**PÁGINA**
=-=-=-=-=

A consistência deste "Estado de Justiça", e a preocupação dos magistrados em fazer reinar a equidade, assegurava o respeito pelo direito natural. A este respeito, Luís XV, quando da reforma do chanceler Maupeou, afirma que ele está "na afortunada impotência" de atentar contra a vida, a honra e a propriedade de seus súditos.
O direito da família, casamento e filiação, escapava quase completamente ao Estado, dependente do direito canônico. Contudo, a partir da metade do século XVI, com o poder do Estado afundando, o governo monárquico, sob Henrique II, Henrique III e Luís XIII, manifestou a vontade de intervir neste domínio, a fim de fazer do consentimento do pai de família uma condição de validade do casamento, o que a Igreja não exige. Recusando ceder às exigências francesas, o concílio de Trento recordou a este propósito que o casamento se fundamentava sobre o livre consentimento dos esposos. Os magistrados do Parlamento contornaram então a oposição da Igreja fazendo do consentimento do pai de família a condição de validade do contrato de casamento que deveria preceder o sacramento.
Todavia, a superioridade do direito natural, recordada pela doutrina unânime, é respeitada até 1789. A declaração dos direitos do homem e do cidadão marca realmente uma ruptura. Texto de compromisso, a declaração está marcada por uma tensão entre a influência de Locke (artigo dois) e a de Rousseau (artigo seis). No artigo três, a declaração dos direitos proclama o princípio da soberania nacional.
Esta afirmação marcaria uma inversão completa da ordem do mundo: o poder não vinha mais do alto, mas de baixo. Desde então, o soberano estava livre do respeito de uma ordem jurídica superior, exterior à sua vontade. A definição da lei se encontrou radicalmente transtornada. Segundo o artigo seis, "a lei é a expressão da vontade geral". A lei não se definia mais em função de sua finalidade, mas em função de sua origem. A lei não é mais o ato que participa no reino da justiça, mas o ato que exprime a vontade do soberano. Havia aí uma tensão evidente entre a afirmação da existência de "direitos naturais, inalienáveis e sagrados do homem" e o legicentrismo contido pelo artigo seis. A ausência de procedimento jurisdicional de controle da constituição das leis impediu de verificar se as vontades do legislador eram efetivamente respeitosas destes "direitos naturais, inalienáveis e sagrados do homem".
Esta ausência era voluntária, como demonstra o debate de 8 de agosto de 1791. Os deputados não queriam que um órgão conservador da ordem constitucional viesse fazer obstáculo à sua vontade soberana.
Corsaire: Como podemos conciliar hoje o respeito pelas leis francesas e a fidelidade aos nossos valores católicos e à nossa Fé? Estamos fadados à dissidência?
Prof. Pichot-Bravard: Esta questão é essencial. Ela foi levantada desde os primórdios do cristianismo. De um lado, todo poder vindo de Deus, como ensina São Paulo, o cristão deve à autoridade legítima uma obediência de princípio. Do outro, quando o detentor do poder dá uma ordem contrária aos mandamentos de Deus, o cristão tem o dever de obedecer "antes a Deus que aos homens", segundo a expressão utilizada pelo próprio São Pedro. Deus está, com efeito, acima do príncipe. "Não terias nenhum poder sobre mim se ele não te tivesse sido dado do alto", explica Cristo a Pôncio Pilatos.

=-=-=-=-=

**DADOS FORNECIDOS**

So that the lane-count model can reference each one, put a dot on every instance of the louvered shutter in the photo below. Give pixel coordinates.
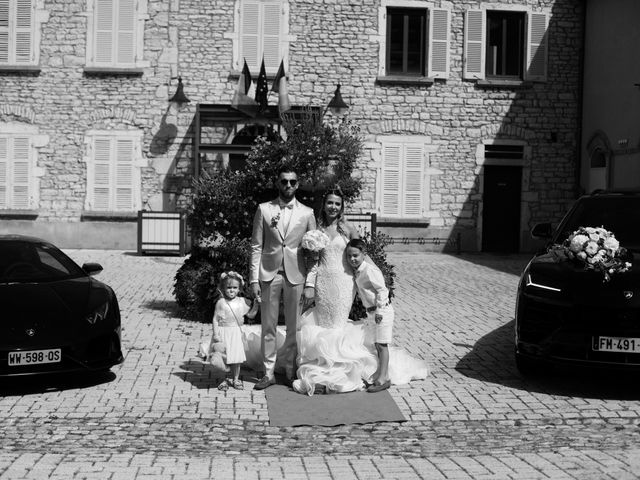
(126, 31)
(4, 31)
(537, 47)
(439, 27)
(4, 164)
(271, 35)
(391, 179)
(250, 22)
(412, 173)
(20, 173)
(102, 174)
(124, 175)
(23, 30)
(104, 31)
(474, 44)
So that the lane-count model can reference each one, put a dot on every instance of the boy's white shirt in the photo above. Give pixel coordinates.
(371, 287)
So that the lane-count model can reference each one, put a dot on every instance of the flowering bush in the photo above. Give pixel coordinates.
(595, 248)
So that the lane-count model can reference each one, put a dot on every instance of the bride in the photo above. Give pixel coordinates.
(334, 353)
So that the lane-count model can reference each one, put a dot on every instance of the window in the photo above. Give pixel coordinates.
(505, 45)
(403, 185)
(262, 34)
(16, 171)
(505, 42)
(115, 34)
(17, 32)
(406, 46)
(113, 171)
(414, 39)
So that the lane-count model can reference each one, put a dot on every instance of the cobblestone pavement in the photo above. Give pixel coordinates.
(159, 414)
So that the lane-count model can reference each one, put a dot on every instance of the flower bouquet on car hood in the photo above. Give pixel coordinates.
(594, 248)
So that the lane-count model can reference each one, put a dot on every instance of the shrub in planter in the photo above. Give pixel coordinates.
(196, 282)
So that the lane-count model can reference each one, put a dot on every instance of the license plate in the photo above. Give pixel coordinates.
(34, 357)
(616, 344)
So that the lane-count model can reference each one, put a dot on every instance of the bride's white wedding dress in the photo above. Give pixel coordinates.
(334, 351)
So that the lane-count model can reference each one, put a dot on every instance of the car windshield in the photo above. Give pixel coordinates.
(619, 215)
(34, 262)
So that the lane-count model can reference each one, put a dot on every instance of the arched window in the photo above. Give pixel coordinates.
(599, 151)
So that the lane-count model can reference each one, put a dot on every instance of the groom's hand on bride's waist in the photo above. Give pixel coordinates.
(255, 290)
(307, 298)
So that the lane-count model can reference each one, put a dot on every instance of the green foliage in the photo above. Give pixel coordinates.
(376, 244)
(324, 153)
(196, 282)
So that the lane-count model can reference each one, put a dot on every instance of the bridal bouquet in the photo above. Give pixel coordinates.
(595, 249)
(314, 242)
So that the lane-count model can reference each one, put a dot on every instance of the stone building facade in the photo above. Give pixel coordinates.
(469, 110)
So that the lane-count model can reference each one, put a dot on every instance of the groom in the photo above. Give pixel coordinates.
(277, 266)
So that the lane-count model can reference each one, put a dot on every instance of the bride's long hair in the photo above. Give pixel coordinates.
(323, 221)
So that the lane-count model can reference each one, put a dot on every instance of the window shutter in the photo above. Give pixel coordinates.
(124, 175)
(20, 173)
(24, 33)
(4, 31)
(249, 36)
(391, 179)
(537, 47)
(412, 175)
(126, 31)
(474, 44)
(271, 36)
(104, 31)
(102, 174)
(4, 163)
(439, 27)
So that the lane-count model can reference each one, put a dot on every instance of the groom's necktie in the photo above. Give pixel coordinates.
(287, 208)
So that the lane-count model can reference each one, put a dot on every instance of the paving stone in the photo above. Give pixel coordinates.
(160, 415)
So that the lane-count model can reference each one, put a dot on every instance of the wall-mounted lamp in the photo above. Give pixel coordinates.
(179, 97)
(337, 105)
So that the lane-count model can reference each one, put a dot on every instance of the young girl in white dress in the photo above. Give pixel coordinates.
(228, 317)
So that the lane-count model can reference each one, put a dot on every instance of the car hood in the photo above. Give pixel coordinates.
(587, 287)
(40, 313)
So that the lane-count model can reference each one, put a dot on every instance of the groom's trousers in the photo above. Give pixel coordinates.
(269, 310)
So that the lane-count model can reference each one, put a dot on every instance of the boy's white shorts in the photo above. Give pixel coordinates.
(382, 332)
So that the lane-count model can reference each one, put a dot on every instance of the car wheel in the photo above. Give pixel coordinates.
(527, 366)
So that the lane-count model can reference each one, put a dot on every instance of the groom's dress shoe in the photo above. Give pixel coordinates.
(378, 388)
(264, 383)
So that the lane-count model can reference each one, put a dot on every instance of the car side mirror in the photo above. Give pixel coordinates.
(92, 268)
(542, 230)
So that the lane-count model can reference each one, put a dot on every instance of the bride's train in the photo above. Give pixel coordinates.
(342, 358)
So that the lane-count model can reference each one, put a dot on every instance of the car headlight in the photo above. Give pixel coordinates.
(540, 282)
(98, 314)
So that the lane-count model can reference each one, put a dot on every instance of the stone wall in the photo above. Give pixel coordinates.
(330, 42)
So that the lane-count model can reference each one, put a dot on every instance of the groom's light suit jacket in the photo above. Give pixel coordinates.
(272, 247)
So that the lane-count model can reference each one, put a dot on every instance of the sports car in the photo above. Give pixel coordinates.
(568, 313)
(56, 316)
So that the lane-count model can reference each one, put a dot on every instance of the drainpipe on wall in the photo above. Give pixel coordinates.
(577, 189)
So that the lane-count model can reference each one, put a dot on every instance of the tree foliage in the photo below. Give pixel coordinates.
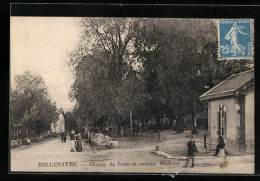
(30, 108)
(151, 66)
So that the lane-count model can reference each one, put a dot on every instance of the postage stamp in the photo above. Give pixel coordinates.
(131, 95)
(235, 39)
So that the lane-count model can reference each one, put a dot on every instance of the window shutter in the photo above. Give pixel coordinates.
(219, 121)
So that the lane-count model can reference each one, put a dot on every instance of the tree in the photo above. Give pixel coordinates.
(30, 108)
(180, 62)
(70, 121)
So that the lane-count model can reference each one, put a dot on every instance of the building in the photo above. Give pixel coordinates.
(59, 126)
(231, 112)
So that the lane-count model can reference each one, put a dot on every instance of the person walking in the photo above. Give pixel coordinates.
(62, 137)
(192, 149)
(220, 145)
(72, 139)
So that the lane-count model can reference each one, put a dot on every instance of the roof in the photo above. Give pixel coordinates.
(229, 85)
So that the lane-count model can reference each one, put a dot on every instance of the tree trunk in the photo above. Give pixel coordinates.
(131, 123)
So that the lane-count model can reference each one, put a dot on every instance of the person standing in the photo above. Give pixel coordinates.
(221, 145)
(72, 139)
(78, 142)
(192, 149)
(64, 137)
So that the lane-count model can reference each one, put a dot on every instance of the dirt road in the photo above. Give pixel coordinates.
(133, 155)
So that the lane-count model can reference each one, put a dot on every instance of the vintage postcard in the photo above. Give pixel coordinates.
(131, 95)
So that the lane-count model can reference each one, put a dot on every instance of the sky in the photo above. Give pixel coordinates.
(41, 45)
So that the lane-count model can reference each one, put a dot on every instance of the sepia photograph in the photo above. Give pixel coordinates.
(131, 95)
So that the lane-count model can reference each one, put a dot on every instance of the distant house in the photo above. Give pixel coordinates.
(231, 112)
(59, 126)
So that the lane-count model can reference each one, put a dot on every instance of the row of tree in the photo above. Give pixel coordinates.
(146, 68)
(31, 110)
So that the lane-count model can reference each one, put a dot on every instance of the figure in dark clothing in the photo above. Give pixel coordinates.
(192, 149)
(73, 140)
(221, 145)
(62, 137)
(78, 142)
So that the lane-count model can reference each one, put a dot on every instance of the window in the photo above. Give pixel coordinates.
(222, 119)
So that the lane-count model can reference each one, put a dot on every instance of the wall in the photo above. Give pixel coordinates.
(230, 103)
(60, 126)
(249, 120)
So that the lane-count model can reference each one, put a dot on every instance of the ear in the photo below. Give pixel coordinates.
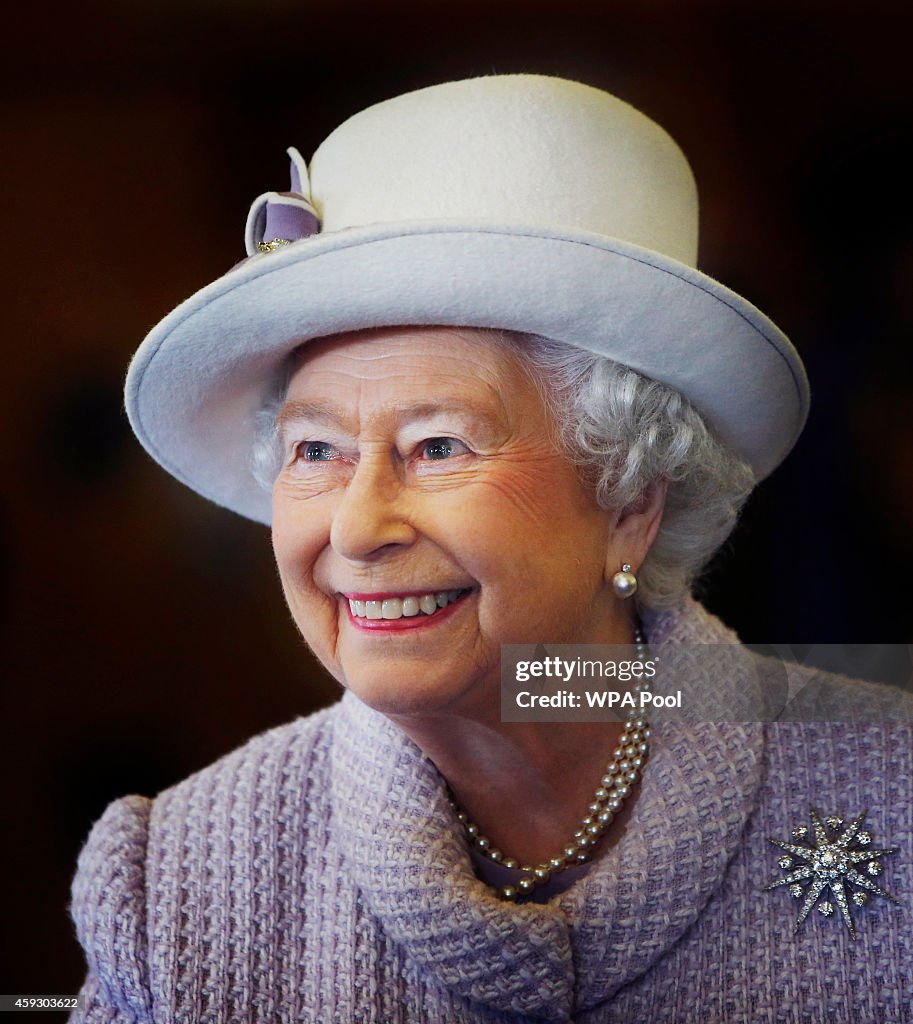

=-=-=-=-=

**TAREFAS ESCRITAS**
1) Copie palavra por palavra o trecho do texto sobre direito natural que vai de "Corsaire: Como podemos" até "a Pôncio Pilatos.".
2) Quais artigos da declaração dos direitos do homem e do cidadão são citados no texto sobre direito natural? Liste todos.
3) Dê continuidade ao texto sobre direito natural a partir do ponto em que ele termina.
Esses dados foram tirados de outra fonte.

**RESPOSTAS**
1)
Corsaire: Como podemos conciliar hoje o respeito pelas leis francesas e a fidelidade aos nossos valores católicos e à nossa Fé? Estamos fadados à dissidência?
Prof. Pichot-Bravard: Esta questão é essencial. Ela foi levantada desde os primórdios do cristianismo. De um lado, todo poder vindo de Deus, como ensina São Paulo, o cristão deve à autoridade legítima uma obediência de princípio. Do outro, quando o detentor do poder dá uma ordem contrária aos mandamentos de Deus, o cristão tem o dever de obedecer "antes a Deus que aos homens", segundo a expressão utilizada pelo próprio São Pedro. Deus está, com efeito, acima do príncipe. "Não terias nenhum poder sobre mim se ele não te tivesse sido dado do alto", explica Cristo a Pôncio Pilatos.

2) Artigo dois, artigo seis e artigo três.

3)
O cristão está no Mundo, mas ele não pertence ao Mundo. Ele é, para retomar a famosa expressão de Santo Agostinho, cidadão da cidade de Deus. Vivendo no Mundo, ele deve testemunhar a Verdade de Cristo e trabalhar para estabelecer o reinado social de Cristo, o qual consiste principalmente no respeito ao direito natural. Não pertencendo ao Mundo, ele se encontra necessariamente, perante o Estado e suas exigências, em uma situação de dissidência potencial, que se torna, pois, real, quando esse Estado não somente não é um Estado cristão, mas manifesta uma hostilidade mais ou menos aberta relativa aos princípios do cristianismo, o que é o caso atualmente.
Guiado pela vontade de proceder a uma regeneração ideológica da sociedade e do homem, como recorda Vincent Peillon, o Estado pós-revolucionário tem a pretensão de se apoderar de todos os aspectos da vida humana, aí compreendidos os mais íntimos. Com a lei Taubira, e a ideologia do gênero que a alimenta, o Estado pretende mudar a definição das coisas. Ele pretende impor a idéia de que as coisas não são o que elas são, mas o que eles dizem que elas são. Isso é extremante grave. Em face de tal pretensão, que Pio X, visando então o fascismo italiano, tinha condenado empregando o termo de "estatolatria", é do dever dos católicos, como exortou o bem-aventurado João Paulo II e o bem-amado papa Bento XVI, colocar tudo em obra para defender "a cultura da vida" (João Paulo II). É de seu dever nunca transigir com "os princípios não negociáveis", a saber, o respeito pela vida, a família fundamentada sobre o casamento tradicional e a liberdade dos pais de educar seus filhos (Bento XVI). Isso implica, especialmente, continuar a se manifestar contra as leis promulgadas a fim de denunciar com isso a injustiça e preparar sua revogação, como nos convidava no mês de junho passado o cardeal Burke, prefeito do supremo tribunal da Assinatura apostólica, enquanto ele saía de uma entrevista com o papa Francisco I.
Corsaire: Voto a mão levantada na Assembléia, tramitação legislativa de uma rapidez desconcertante, desprezo pelas petições dirigidas ao CESE, tirania midiática, ataque com gás contra famílias e detenções massivas de manifestantes pacíficos: a conta é salgada e o país real brame. "A República governa mal, mas ela se defende bem". O regime republicano está no fim?
Prof. Pichot-Bravard: A Vª República está efetivamente muito enfraquecida. Várias razões podem explicar isso.
A função presidencial, que é seu pilar principal, perdeu muito de seu prestígio desde metade dos anos 1990. Os três últimos presidentes se caracterizaram por um desvio crescente entre as exigências da função e o comportamento daquele que a assume.”